--- Work to complete ---
Copy the part of the listing that opens with the line containing "For every instance of the church with" and runs through the end of the listing. Keep the requests as they are, but multiply every coordinate in the answers by 0.6 and round each result to a whole number, with halves rounded up; omit the pictures.

[Begin Information supplied]

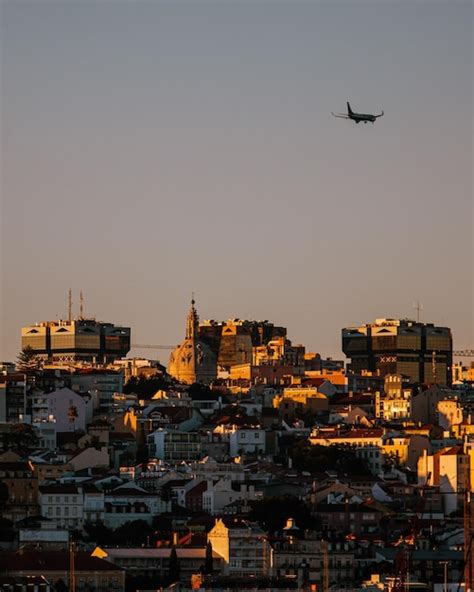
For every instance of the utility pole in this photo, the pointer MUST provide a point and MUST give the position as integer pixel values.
(418, 307)
(69, 316)
(433, 365)
(325, 586)
(72, 574)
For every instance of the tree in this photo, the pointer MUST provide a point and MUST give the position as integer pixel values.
(27, 361)
(272, 513)
(318, 458)
(174, 567)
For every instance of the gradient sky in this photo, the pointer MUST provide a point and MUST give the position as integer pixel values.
(152, 149)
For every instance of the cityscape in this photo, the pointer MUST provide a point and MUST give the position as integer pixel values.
(246, 462)
(236, 296)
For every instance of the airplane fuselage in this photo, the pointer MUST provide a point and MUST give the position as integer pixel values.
(362, 117)
(358, 117)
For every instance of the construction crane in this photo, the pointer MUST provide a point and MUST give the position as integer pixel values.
(403, 557)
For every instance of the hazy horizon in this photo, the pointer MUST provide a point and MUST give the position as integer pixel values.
(154, 149)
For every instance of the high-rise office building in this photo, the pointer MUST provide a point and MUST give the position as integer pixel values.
(85, 340)
(421, 351)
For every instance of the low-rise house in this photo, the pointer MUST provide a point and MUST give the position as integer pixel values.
(63, 504)
(128, 502)
(243, 546)
(54, 566)
(307, 557)
(154, 563)
(70, 411)
(21, 482)
(242, 439)
(450, 470)
(89, 458)
(173, 446)
(356, 518)
(224, 492)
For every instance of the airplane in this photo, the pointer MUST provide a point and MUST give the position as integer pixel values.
(357, 117)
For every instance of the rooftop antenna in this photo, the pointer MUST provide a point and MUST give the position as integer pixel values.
(70, 305)
(418, 306)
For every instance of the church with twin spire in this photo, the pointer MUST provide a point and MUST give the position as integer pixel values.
(193, 361)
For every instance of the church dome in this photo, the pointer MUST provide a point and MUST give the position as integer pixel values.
(193, 361)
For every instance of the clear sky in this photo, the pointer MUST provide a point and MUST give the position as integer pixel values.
(152, 149)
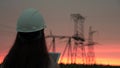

[End Information supplied]

--- Answer in full ---
For every instance of the church with twin spire in this photo, the pointer MUST provide a point and MUST give the position as integer pixel values.
(116, 217)
For every instance of the church dome in this photo, the pointer MUST provide a point and MUST give the position as integer pixel values.
(116, 217)
For every instance of the clear sky in this photo, the pointer MUST provide a point and MUST give the position as integer pixel values.
(91, 89)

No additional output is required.